[Opening Task inputs section]
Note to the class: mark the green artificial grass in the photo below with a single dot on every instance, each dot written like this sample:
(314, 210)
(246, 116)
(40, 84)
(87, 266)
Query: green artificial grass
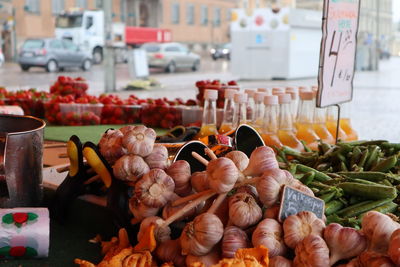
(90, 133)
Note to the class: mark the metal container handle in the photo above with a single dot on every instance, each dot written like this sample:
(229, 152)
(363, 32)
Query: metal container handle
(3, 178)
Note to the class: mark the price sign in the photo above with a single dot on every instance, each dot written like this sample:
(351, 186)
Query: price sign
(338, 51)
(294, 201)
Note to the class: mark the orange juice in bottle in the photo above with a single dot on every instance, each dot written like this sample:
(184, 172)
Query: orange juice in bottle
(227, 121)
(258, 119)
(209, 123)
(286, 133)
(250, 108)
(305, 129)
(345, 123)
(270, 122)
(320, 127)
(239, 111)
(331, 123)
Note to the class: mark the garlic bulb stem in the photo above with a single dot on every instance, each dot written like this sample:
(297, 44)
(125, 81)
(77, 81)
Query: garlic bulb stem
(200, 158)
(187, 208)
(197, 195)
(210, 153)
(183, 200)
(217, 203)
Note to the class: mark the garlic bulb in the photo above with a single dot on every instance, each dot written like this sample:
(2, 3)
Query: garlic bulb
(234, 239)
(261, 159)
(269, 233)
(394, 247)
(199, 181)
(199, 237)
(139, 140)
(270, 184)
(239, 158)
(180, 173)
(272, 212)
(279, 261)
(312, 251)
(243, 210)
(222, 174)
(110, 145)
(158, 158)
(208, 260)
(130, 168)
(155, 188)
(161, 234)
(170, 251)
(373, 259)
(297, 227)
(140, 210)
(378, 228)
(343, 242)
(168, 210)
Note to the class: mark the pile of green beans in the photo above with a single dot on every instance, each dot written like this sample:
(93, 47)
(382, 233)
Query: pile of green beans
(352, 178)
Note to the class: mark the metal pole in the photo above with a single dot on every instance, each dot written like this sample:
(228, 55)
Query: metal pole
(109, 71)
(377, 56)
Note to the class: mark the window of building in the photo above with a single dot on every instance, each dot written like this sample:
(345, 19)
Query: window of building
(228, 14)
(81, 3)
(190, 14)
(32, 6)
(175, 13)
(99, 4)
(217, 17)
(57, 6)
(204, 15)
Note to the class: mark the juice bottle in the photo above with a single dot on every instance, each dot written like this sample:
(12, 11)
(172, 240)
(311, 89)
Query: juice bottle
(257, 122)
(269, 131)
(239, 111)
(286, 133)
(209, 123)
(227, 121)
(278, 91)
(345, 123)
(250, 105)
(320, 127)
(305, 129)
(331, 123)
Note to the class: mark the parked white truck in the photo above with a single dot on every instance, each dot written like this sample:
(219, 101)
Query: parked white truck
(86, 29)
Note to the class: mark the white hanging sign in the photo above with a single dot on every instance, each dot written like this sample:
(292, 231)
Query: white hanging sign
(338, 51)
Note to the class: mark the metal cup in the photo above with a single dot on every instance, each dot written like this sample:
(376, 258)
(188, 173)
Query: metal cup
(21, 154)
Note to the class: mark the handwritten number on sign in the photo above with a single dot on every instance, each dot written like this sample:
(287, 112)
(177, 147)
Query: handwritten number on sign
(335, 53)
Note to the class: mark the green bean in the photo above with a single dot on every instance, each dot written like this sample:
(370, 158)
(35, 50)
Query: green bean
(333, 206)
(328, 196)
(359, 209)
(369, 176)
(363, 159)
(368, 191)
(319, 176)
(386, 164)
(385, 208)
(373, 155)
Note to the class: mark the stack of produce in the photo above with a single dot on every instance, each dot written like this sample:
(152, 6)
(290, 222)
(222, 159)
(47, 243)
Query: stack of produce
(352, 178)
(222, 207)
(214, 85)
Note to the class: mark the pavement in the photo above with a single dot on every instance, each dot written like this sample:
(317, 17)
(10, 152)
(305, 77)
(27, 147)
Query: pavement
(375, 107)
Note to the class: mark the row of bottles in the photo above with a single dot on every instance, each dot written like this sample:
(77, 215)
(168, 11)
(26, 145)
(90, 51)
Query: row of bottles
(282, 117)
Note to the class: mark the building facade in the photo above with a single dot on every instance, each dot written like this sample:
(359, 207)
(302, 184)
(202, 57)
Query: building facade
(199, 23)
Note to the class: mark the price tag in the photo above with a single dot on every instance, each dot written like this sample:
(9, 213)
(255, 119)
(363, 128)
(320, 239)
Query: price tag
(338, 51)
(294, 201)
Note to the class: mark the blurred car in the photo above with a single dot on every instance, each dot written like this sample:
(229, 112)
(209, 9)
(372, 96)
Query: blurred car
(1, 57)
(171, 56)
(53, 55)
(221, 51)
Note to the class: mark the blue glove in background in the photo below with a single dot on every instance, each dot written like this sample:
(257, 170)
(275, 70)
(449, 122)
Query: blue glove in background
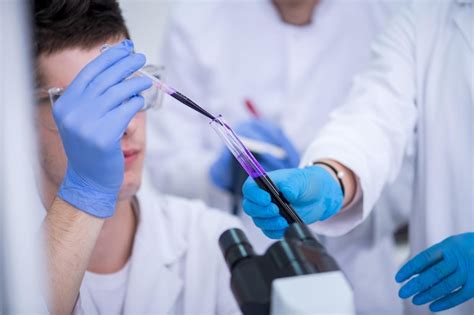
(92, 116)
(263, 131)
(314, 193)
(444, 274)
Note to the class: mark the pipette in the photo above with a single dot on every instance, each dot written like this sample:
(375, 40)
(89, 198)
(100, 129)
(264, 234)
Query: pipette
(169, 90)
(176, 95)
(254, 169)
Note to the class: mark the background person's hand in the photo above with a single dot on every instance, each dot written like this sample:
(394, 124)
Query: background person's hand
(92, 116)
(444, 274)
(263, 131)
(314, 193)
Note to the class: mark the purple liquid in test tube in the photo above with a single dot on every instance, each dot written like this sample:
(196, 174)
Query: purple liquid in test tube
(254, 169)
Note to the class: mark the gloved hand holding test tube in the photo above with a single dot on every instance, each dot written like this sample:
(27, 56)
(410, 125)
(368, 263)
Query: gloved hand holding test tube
[Closing Task inputs section]
What is required
The response should contain every record above exactly as written, and none of the pictures.

Output below
Note to the class: mark the green artificial grass in the photo below with a single dot on every instance, each dot written like this sample:
(314, 210)
(246, 116)
(40, 84)
(87, 266)
Query: green artificial grass
(90, 133)
Note to the class: mark the metal container handle in the photo above with a single dot on every instance, each dot written like this sample:
(229, 152)
(363, 32)
Query: metal container handle
(3, 178)
Note to the class: mark the price sign in the photo above with a single dot on every instance, each dot written like this sample:
(351, 186)
Query: price sign
(338, 51)
(294, 201)
Note to the class: mark the orange juice in bottle in the photo above with a single dot on every instance, each dot written like this sample:
(184, 172)
Query: orange juice in bottle
(227, 121)
(258, 119)
(209, 123)
(286, 133)
(250, 108)
(305, 129)
(345, 123)
(270, 122)
(320, 127)
(239, 111)
(331, 123)
Note to the class: mark the garlic bulb stem in the photo above with a single dot on every instance, each dot written like this sample:
(297, 44)
(125, 81)
(77, 81)
Query: garlic bulb stem
(200, 158)
(187, 208)
(197, 195)
(210, 153)
(183, 200)
(217, 203)
Note to the class: mark the garlic bulb in the photo above with a single dot on every instance, each dot written like this sample:
(2, 3)
Query: garlic bulb
(234, 239)
(261, 159)
(269, 233)
(394, 247)
(199, 181)
(199, 237)
(139, 140)
(270, 184)
(239, 158)
(180, 173)
(272, 212)
(279, 261)
(312, 251)
(243, 210)
(222, 174)
(110, 145)
(158, 158)
(208, 260)
(130, 168)
(155, 188)
(161, 234)
(170, 251)
(373, 259)
(297, 227)
(140, 210)
(378, 228)
(343, 242)
(168, 210)
Note to the class: mark the pile of green beans in the photo above with a single dot on every instance, each dot written like this sample:
(93, 47)
(382, 233)
Query: pile of green beans
(352, 178)
Note to the class: mark the metal pole in the photo above with a single dot on every instance, each dot written like this sample:
(228, 55)
Query: metal pole
(109, 71)
(377, 56)
Note to the class: mark the window of building in the photo above with a single dot on every instance, each dot written like this sample:
(345, 19)
Query: window of building
(228, 14)
(81, 3)
(190, 14)
(32, 6)
(175, 13)
(99, 4)
(217, 17)
(57, 6)
(204, 15)
Note to the class: mark the juice bottle in the photo above with a single dot on every instance, each dot written like this sample:
(12, 11)
(172, 240)
(311, 89)
Query: juice bottle
(257, 122)
(269, 131)
(239, 111)
(286, 133)
(209, 123)
(227, 121)
(278, 91)
(345, 123)
(250, 105)
(320, 127)
(305, 129)
(331, 123)
Note to the class: mark the parked white truck in the photo above with a single dot on every instance, each dot written like this sample:
(219, 101)
Query: parked white truck
(86, 29)
Note to the class: mark the white hanging sign in the photo above with a single dot on every instance, each dot written like this sample:
(292, 231)
Query: white hanging sign
(338, 51)
Note to the class: mark the metal cup in the photo above with a single dot on every instance, each dot written like this sample:
(376, 258)
(188, 173)
Query: metal cup
(21, 154)
Note to the class: mark the handwritten number on sign in the photo above with a single dot on every instance, each dot written like this sample:
(287, 112)
(177, 147)
Query: handwritten number on sign
(335, 53)
Note to the class: mark the green bean in the photo above with a single dot on every instance, each dot written like this sample:
(370, 158)
(35, 50)
Query: green bean
(333, 206)
(328, 196)
(359, 209)
(369, 176)
(363, 159)
(368, 191)
(319, 176)
(386, 164)
(385, 208)
(373, 155)
Note to the class: mark the stack of produce in the photo above with a single dot on every instance, each dot written like this sample:
(152, 6)
(290, 222)
(222, 159)
(47, 243)
Query: stack of produce
(352, 178)
(222, 207)
(214, 85)
Note to the class: mark the pavement in the photo above with a single dot on every instance, each dot written like this sample:
(317, 17)
(10, 152)
(305, 77)
(27, 147)
Query: pavement
(375, 107)
Note to the class: mark the row of bottles in the photo above with a single dot on every instance, each dot written like this sample:
(77, 215)
(168, 11)
(26, 145)
(90, 51)
Query: row of bottles
(282, 117)
Note to the class: mark the building facade in the photo above with a single dot on every instance, each dot written like this sample:
(359, 207)
(302, 184)
(202, 57)
Query: building facade
(199, 23)
Note to the class: mark the price tag in the photo above with a single dot on every instance, each dot written like this sample:
(9, 213)
(255, 119)
(363, 128)
(320, 239)
Query: price tag
(338, 51)
(294, 201)
Note to the class: mark the blurred car in the photo above with a single dot on every instance, each dot written like this sample:
(229, 112)
(209, 9)
(372, 96)
Query: blurred car
(1, 57)
(171, 56)
(53, 55)
(221, 51)
Note to the class: mark the blue glove in background in the photo below with a single dot on every instance, each dot written like this sample:
(257, 170)
(275, 70)
(449, 122)
Query: blue glove in background
(92, 116)
(263, 131)
(314, 193)
(444, 274)
Note to the class: mark the pipette in the photo above with a single dot on every instance, each dot written like this sample:
(375, 40)
(89, 198)
(100, 129)
(264, 234)
Query: pipette
(169, 90)
(176, 95)
(254, 169)
Note to the class: mark the background person's hand in the photo above with a single dot on every instance, each dot written like this sample:
(394, 124)
Query: background person's hand
(92, 116)
(444, 274)
(263, 131)
(314, 193)
Note to the class: mark the purple liquid in test tube in the photo above with a single dot on every instance, each dot written like this sample:
(196, 174)
Query: purple liquid in test tube
(254, 169)
Note to the class: mark the gloved hand holding test tube in the photo above with a single dot on every instance, each dot written like this sample:
(27, 56)
(410, 125)
(368, 263)
Query: gloved hand holding test tube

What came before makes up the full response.